* _What the exercise asks_: Starting at the line that contains "to the girl", restate each line word for word through the final line of the data, keeping both ends.

....................

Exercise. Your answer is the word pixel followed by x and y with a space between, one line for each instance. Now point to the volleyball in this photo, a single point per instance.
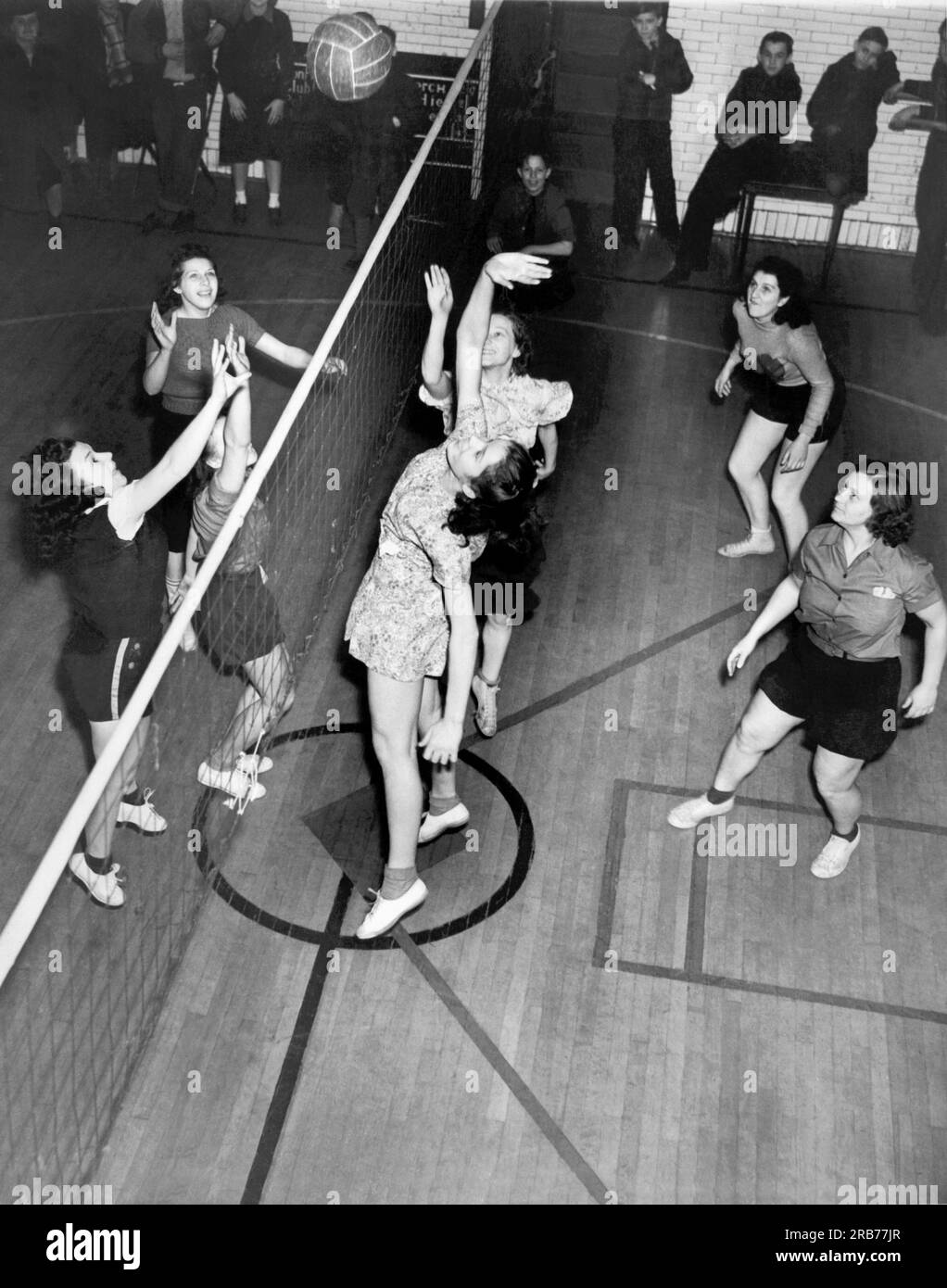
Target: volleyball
pixel 348 57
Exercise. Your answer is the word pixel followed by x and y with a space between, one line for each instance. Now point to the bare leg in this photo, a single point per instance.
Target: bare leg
pixel 498 633
pixel 99 831
pixel 273 171
pixel 395 707
pixel 835 778
pixel 263 702
pixel 761 728
pixel 788 501
pixel 756 441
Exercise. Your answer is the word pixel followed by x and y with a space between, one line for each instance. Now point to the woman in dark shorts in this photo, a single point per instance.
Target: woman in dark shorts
pixel 95 525
pixel 240 623
pixel 852 582
pixel 184 322
pixel 798 400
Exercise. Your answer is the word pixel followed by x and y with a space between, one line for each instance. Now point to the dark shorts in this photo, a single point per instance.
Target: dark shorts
pixel 785 405
pixel 240 620
pixel 103 682
pixel 848 707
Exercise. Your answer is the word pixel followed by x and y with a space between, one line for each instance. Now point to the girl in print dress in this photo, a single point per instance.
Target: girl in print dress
pixel 412 616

....................

* _Output for this exercise_:
Exercise. Your answer is the word pixel followed by x and y with a space between, one line for each instance. Now point to the girl in print dress in this photo, a single point per instance.
Target: girl in print dress
pixel 412 616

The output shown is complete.